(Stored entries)
────────────────────
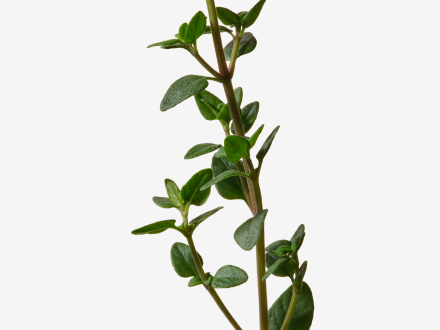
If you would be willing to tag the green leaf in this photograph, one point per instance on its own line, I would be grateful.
(239, 95)
(166, 43)
(155, 228)
(173, 192)
(283, 271)
(163, 202)
(228, 17)
(231, 187)
(182, 260)
(196, 28)
(255, 136)
(222, 176)
(222, 29)
(207, 112)
(248, 233)
(274, 267)
(202, 217)
(228, 277)
(182, 89)
(191, 192)
(248, 116)
(220, 153)
(182, 30)
(252, 15)
(201, 149)
(237, 147)
(195, 281)
(266, 146)
(303, 315)
(247, 45)
(224, 114)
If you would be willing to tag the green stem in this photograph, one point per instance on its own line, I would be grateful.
(211, 291)
(290, 310)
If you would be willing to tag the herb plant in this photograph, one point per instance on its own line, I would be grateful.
(234, 175)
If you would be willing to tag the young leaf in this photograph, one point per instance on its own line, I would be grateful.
(255, 136)
(303, 315)
(220, 153)
(274, 267)
(222, 176)
(228, 17)
(182, 89)
(266, 146)
(201, 149)
(173, 192)
(231, 187)
(228, 277)
(236, 147)
(195, 281)
(248, 233)
(196, 28)
(205, 109)
(163, 202)
(239, 95)
(182, 260)
(166, 43)
(252, 15)
(155, 228)
(182, 30)
(202, 217)
(247, 45)
(191, 192)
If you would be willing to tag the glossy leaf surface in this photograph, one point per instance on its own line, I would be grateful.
(201, 149)
(182, 260)
(248, 233)
(182, 89)
(228, 277)
(303, 315)
(247, 44)
(191, 192)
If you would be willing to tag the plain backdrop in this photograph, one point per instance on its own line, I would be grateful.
(84, 147)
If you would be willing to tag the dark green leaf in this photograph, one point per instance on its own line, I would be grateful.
(231, 187)
(166, 43)
(155, 228)
(237, 147)
(252, 15)
(222, 176)
(266, 146)
(182, 260)
(239, 95)
(163, 202)
(228, 17)
(224, 114)
(173, 192)
(195, 281)
(247, 45)
(248, 233)
(191, 192)
(201, 149)
(202, 217)
(182, 89)
(255, 136)
(207, 112)
(228, 277)
(220, 153)
(282, 271)
(274, 267)
(303, 315)
(196, 28)
(182, 30)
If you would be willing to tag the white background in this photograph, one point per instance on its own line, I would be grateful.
(84, 148)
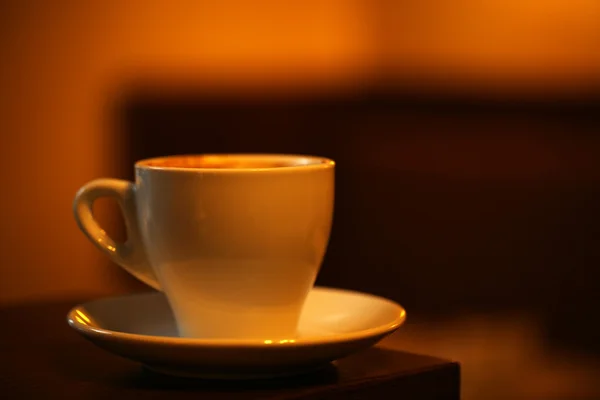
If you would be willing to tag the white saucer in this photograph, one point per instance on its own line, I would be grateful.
(334, 324)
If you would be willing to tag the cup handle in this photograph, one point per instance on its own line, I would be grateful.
(130, 255)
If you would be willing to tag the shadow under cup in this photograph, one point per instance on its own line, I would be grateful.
(234, 241)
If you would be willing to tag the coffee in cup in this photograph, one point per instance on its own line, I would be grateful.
(235, 241)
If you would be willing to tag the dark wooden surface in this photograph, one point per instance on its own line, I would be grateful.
(43, 358)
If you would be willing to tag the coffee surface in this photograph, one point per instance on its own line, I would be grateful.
(224, 162)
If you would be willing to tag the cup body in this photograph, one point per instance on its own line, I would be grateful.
(236, 250)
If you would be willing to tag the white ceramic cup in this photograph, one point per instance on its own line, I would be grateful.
(234, 241)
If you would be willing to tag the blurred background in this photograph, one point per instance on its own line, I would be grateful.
(466, 136)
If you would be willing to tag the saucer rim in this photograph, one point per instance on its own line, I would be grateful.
(314, 340)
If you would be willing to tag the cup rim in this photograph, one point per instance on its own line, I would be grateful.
(295, 161)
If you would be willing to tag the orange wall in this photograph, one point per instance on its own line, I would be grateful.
(63, 63)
────────────────────
Print every line of the material above verbatim, with nothing changed. Omit the pictures.

If you would be willing to tag the green leaf in this photograph, one point per instance on its own line, I would be grateful.
(239, 95)
(166, 43)
(155, 228)
(173, 192)
(283, 271)
(163, 202)
(228, 17)
(231, 187)
(182, 260)
(196, 28)
(255, 136)
(222, 176)
(222, 29)
(207, 112)
(248, 233)
(274, 267)
(202, 217)
(228, 277)
(182, 89)
(191, 192)
(248, 116)
(220, 153)
(182, 30)
(252, 15)
(201, 149)
(237, 147)
(195, 281)
(266, 146)
(303, 315)
(247, 45)
(224, 114)
If you would be willing to tag the green stem in this photograph, one point per instance on its own line, I would be grateful.
(211, 291)
(290, 310)
If you would be willing to tag the herb plant in this photograph, one point per instance on its own line, I would be grateful.
(234, 175)
If you would be willing to tag the young leaf in this photograph, one point per instance on its own line, I would be grateful.
(255, 136)
(303, 315)
(220, 153)
(274, 267)
(222, 176)
(228, 17)
(182, 89)
(266, 146)
(201, 149)
(173, 192)
(231, 187)
(228, 277)
(236, 147)
(195, 281)
(248, 233)
(196, 28)
(205, 109)
(163, 202)
(239, 95)
(182, 260)
(166, 43)
(252, 15)
(155, 228)
(182, 30)
(202, 217)
(247, 45)
(191, 192)
If you would be willing to tag the glossy leaf surface in this photograph, one point per instance on its own line, I would be grateful.
(201, 149)
(182, 260)
(248, 233)
(182, 89)
(228, 277)
(303, 315)
(247, 44)
(191, 192)
If you would be willing to tag the plain backdrop in this photograph, one point per instance on its own line, I would be grateful.
(84, 147)
If you would be willing to tag the dark green leaf in this photograph, one point per instance on its own line, I would be grateful.
(231, 187)
(166, 43)
(155, 228)
(237, 147)
(252, 15)
(222, 176)
(266, 146)
(182, 260)
(239, 95)
(163, 202)
(228, 17)
(224, 114)
(173, 192)
(195, 281)
(247, 45)
(248, 233)
(191, 192)
(201, 149)
(202, 217)
(182, 89)
(255, 136)
(207, 112)
(228, 277)
(220, 153)
(282, 271)
(274, 267)
(303, 315)
(196, 28)
(182, 30)
If you would be willing to tag the white background in this photograph, one point per instance on its own line, I would be grateful.
(84, 148)
If you would be willing to tag the white saucer in this photograph, one point per instance on its own line, I would be grateful.
(334, 324)
If you would be willing to tag the cup handle in this photograph, one point per instance on its own line, I would be grateful.
(130, 255)
If you would be willing to tag the shadow under cup in this photograph, one point per instance on its own line, I would be grateful.
(234, 241)
If you would be willing to tag the coffee in cup in this photograph, one point per instance on its own line, I would be grateful.
(235, 241)
If you would be willing to tag the dark wooden surface in this photograph, one point per instance on its own line, I would be grateful.
(43, 358)
If you would be willing to tag the coffee surface in this photograph, one point per instance on its own line, I would be grateful.
(224, 162)
If you would be willing to tag the cup body in this photograph, one point per instance on its own line, I would be grateful.
(236, 250)
If you would be willing to tag the white ceramic cup in this photograph, one point per instance on its own line, I would be grateful.
(234, 241)
If you would be willing to tag the blurred background in this photograph, one point per instance on its own line, I would be grateful.
(466, 136)
If you would be willing to tag the saucer rim in this photograph, one point per instance on its own line, I would be grateful.
(314, 340)
If you would be willing to tag the cup rim in this photograph, one point per instance on its own line, I would be grateful.
(295, 161)
If you would be willing to tag the orange wall in this photograph, one point per instance on its own line, I would be grateful.
(63, 63)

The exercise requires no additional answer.